Excerpts from point annotation data:
..........
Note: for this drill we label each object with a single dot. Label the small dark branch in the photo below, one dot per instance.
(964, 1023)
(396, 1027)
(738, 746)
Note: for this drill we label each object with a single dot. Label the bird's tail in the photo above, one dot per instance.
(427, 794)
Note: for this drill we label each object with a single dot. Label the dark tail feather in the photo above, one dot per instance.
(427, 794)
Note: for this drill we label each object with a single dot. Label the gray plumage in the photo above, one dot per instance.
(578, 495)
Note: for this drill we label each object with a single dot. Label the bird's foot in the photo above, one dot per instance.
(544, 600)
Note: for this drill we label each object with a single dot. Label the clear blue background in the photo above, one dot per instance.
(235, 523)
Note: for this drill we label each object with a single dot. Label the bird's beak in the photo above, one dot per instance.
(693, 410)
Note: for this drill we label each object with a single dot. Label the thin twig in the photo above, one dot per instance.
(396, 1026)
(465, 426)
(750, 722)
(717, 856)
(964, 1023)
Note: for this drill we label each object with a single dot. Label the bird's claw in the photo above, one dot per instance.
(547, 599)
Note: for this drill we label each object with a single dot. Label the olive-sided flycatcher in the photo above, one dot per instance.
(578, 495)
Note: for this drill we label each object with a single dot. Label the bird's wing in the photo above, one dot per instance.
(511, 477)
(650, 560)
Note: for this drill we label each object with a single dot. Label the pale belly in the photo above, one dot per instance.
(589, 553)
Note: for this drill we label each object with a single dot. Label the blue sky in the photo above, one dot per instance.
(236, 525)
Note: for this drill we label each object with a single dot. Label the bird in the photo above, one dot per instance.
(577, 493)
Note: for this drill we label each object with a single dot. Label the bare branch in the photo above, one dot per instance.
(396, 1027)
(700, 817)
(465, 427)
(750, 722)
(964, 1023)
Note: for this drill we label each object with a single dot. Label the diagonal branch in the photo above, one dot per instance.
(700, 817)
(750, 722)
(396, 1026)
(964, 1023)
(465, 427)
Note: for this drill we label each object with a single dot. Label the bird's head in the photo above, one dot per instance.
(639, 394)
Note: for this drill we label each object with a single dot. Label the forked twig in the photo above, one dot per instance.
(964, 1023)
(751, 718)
..........
= Required work =
Reproduce all of the data above word for word, keeping every line unchanged.

= Complete response =
Note: for this drill we label each object with a single dot. Label the small dark branch in the photo below, one dot per instance.
(964, 1023)
(396, 1027)
(738, 746)
Note: for this drill we label each object with a single dot. Label the bird's tail in the photo above, one dot per instance.
(427, 794)
Note: for this drill we label each object with a single dot. Label the dark tail feather in the photo above, one dot per instance.
(427, 794)
Note: for this drill we label each object with a single dot. Label the gray plumage in the photo above, one dot per instance.
(578, 495)
Note: for this drill we label each object with a single dot. Label the bird's foot in the photo above, one dot per instance.
(544, 600)
Note: for this drill we label each object with a single dot. Label the clear blue background in the photo above, one dot per instance.
(235, 523)
Note: for this drill we label each object with a single dot. Label the bird's beak in the photo above, one dot per instance.
(693, 410)
Note: for this drill we label each object with a single dot. Label the thin twig in the photo above, one dot per instance.
(396, 1026)
(465, 426)
(750, 722)
(717, 856)
(964, 1023)
Note: for this drill we label each object with a single dot. Label the bird's claw in the photo above, one dot per instance.
(547, 599)
Note: for this drill we label each object with a single dot. Label the olive-sided flycatcher in the photo above, one dot per instance.
(578, 495)
Note: for this drill we label each object with a single dot. Label the bird's wing in the photo above, one dot per instance.
(511, 477)
(650, 560)
Note: for this drill we label each object with a single dot. Label the pale belly in the photo above, one dot per instance.
(589, 553)
Note: for this drill we label each object with a single dot. Label the blue sky in the photo above, one dot per instance.
(236, 525)
Note: for this drill we label each object with a single dot. Label the bird in the photo above, one dot per instance.
(577, 493)
Note: for this drill we label each object with a single dot. Label the bare branch in the photo above, one dot per instance.
(396, 1027)
(700, 817)
(465, 427)
(750, 722)
(964, 1023)
Note: for this drill we label each object with a single dot. Label the diagonal branch in the photo above, one dot per instance.
(700, 817)
(750, 722)
(396, 1026)
(964, 1023)
(465, 427)
Note: for this drill we label each object with a single dot. Label the bird's head in the photo above, one dot per instance.
(639, 394)
Note: for this drill we label each object with a single dot. Label the forked twig in the photo above, one dot per instance.
(964, 1023)
(751, 718)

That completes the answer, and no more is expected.